» Challenge: Can you quote the rows below word for word, leaving the pictures out of your answer?

[Items stored from a collection]
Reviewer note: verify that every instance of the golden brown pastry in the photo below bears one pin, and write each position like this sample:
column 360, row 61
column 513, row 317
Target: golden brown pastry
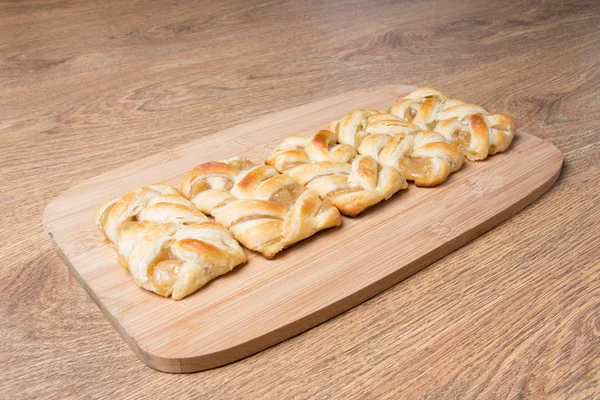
column 468, row 126
column 352, row 183
column 422, row 156
column 476, row 132
column 423, row 107
column 425, row 158
column 168, row 246
column 265, row 210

» Written solution:
Reviewer note: verify that every instance of the golden brown pastry in the photo below bears one pin, and write each position like this sample:
column 360, row 61
column 513, row 317
Target: golden brown pastry
column 468, row 126
column 352, row 183
column 422, row 156
column 476, row 132
column 423, row 107
column 425, row 158
column 168, row 246
column 265, row 210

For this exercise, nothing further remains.